◆ Assignment
Write out every entry exactly as it stands.

═════ Dataset records ═════

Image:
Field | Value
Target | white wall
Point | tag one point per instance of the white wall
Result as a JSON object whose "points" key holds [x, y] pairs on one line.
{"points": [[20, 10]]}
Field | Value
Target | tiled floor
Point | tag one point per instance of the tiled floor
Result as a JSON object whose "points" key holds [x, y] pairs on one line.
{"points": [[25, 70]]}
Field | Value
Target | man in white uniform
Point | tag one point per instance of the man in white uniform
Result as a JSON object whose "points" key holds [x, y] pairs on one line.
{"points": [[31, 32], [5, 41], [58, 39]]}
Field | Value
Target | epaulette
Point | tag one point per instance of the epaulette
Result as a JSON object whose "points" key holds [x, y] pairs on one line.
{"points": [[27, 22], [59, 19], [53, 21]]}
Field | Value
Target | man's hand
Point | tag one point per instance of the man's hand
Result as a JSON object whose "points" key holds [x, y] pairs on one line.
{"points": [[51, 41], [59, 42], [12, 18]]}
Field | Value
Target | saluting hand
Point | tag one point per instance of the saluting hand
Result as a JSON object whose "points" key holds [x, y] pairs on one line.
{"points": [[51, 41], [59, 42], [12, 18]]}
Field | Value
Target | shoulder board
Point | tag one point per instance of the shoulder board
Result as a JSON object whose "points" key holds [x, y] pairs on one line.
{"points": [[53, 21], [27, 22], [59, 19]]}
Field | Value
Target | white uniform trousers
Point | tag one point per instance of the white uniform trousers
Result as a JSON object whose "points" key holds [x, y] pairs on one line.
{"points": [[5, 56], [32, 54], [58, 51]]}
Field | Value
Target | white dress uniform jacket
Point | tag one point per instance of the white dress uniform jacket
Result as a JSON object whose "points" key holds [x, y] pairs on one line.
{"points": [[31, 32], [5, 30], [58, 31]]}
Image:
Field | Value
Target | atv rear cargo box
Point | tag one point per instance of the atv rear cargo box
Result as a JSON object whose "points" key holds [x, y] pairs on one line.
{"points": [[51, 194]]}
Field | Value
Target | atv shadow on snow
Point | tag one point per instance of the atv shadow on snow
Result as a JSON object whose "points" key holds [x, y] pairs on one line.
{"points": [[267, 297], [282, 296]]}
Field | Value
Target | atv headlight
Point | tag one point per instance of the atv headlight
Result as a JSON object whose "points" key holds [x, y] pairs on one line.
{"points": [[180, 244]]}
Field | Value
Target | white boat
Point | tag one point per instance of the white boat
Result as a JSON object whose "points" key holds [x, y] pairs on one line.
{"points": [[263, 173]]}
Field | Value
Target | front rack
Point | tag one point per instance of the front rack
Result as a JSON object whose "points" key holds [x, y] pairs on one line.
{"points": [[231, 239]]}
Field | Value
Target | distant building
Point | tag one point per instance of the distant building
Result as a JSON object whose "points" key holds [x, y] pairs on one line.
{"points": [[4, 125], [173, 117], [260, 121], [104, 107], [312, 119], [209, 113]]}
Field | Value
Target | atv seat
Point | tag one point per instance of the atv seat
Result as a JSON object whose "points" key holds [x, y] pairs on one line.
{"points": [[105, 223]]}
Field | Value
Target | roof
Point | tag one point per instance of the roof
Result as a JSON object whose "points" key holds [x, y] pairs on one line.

═════

◆ Reply
Image:
Field | Value
Target | white wall
Point | tag one point per instance of the white wall
Result as a JSON object whose "points" key holds [x, y] pairs on one line.
{"points": [[20, 10]]}
Field | Value
Target | tiled floor
Point | tag one point per instance of the tiled floor
Result as a JSON object whose "points" key holds [x, y] pairs on one line.
{"points": [[25, 70]]}
Field | Value
Target | man in white uniform
Point | tag one point per instance of the man in white uniform
Result as a JSON object whose "points" key holds [x, y] pairs on one line.
{"points": [[31, 32], [5, 41], [58, 39]]}
Field | Value
Target | epaulette
Point | tag one point per instance of the epaulette
Result as a JSON object whose "points" key holds [x, y] pairs on one line.
{"points": [[27, 22], [59, 19], [53, 21]]}
Field | Value
Target | man's hand
Point | tag one point per instance of the man's hand
Result as a JSON object whose "points" key holds [x, y] pairs on one line.
{"points": [[51, 41], [59, 42], [12, 18]]}
Field | Value
Target | saluting hand
Point | tag one point per instance of the saluting hand
Result as a JSON object whose "points" key holds [x, y] pairs on one line.
{"points": [[51, 41], [59, 42], [12, 18]]}
Field | Value
Target | shoulder board
Point | tag one point per instance of the shoulder board
Result as a JSON object whose "points" key holds [x, y] pairs on one line.
{"points": [[53, 21], [27, 22], [59, 19]]}
Field | Value
Target | white uniform trousers
Point | tag one point per instance of the white uniform trousers
Result as a JSON object whose "points" key holds [x, y] pairs on one line.
{"points": [[5, 56], [32, 54], [58, 51]]}
Field | Value
Target | white dress uniform jacket
Point | tag one point per instance of the white dress uniform jacket
Result as a JSON object whose "points" key holds [x, y] pairs on one line.
{"points": [[31, 32], [5, 30], [58, 31]]}
Image:
Field | Value
Target | atv rear cargo box
Point | tag one point per instance of the atv rear cargo box
Result as a JSON object whose "points" key holds [x, y] pairs on one line.
{"points": [[51, 194]]}
Field | Value
Target | atv shadow on snow
Point | tag one point per instance of the atv shadow on snow
Result as a JSON object whose "points" key holds [x, y] pairs on one line.
{"points": [[267, 297], [282, 296]]}
Field | Value
Target | atv headlight
Point | tag one point per instance of the atv headlight
Result as a JSON object whose "points" key holds [x, y] pairs on one line.
{"points": [[180, 244]]}
Field | Value
Target | white boat
Point | tag one point per instance of the white boat
Result as a JSON object whose "points" key holds [x, y] pairs on one line.
{"points": [[263, 173]]}
Field | Value
Target | front rack
Point | tag one point per instance of the front rack
Result as a JSON object whose "points" key holds [x, y] pairs on one line.
{"points": [[231, 239]]}
Field | Value
Target | distant building
Point | tag one point per instance of the distant building
Result as a JSON object whose "points" key holds [x, y] pairs on one line.
{"points": [[4, 125], [173, 117], [260, 121], [104, 107], [312, 119], [209, 113]]}
Field | Value
Target | atv seat
Point | tag one point per instance of the atv seat
Result as a JSON object whose "points" key holds [x, y] pairs on one line.
{"points": [[105, 223]]}
Field | Value
Target | roof
Point | tag one point per instance of the roof
Result as a JSON object whose "points" key holds [x, y] pairs on one line.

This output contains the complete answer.